EXCERPT:
⁂

For all of you procrastinators and Facebook addicts, there is a cure! KeepMeOut.com is the answer to your prayers (or your worst nightmare, depending how you look at it). KeepMeOut.com helps you stay off these addicting websites by creating an alternative link for you to use to access the website. If you click on the link more often than you should during your set amount of time, you will get a message telling you that you have to wait.

For example, if you tell KeepMeOut.com to only let you check Facebook three times each hour, it will let you onto the website three times. However, on your fourth time, you will get a notification that instructs you to wait the remaining 52 minutes before your hour is up. (I admit it, I check Facebook at least three times every eight minutes…especially during finals week.)

⁂

SUPPLIED RECORDS:
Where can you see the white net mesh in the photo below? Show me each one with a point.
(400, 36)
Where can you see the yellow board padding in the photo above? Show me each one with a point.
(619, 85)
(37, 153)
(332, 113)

⁂

THINGS TO DO:
a) Reproduce the part of the KeepMeOut.com passage that begins at the words "For all of you" and stops after the words "have to wait.".
b) Pick up the passage about KeepMeOut.com after its final sentence and continue writing it.

RESULTS OF THE TASKS:
a)
For all of you procrastinators and Facebook addicts, there is a cure! KeepMeOut.com is the answer to your prayers (or your worst nightmare, depending how you look at it). KeepMeOut.com helps you stay off these addicting websites by creating an alternative link for you to use to access the website. If you click on the link more often than you should during your set amount of time, you will get a message telling you that you have to wait.

b)
You can use KeepMeOut.com for any website you want. The way that the website works is that it creates an alias link for your favorite websites. When you use this alias, your visits to the website are monitored and restricted, if necessary. It’s the perfect tool for a procrastinator with little self-control. Trust me, I know: it worked perfectly last night when I was writing my 10-page paper that was due this morning!
So to all my fellow finals-suffers, do yourself a favor: remove the extra temptations to avoid your studies, and use KeepMeOut.com. Hey, look on the bright side, there’s only a few weeks of self-restraint and time management left before winter break!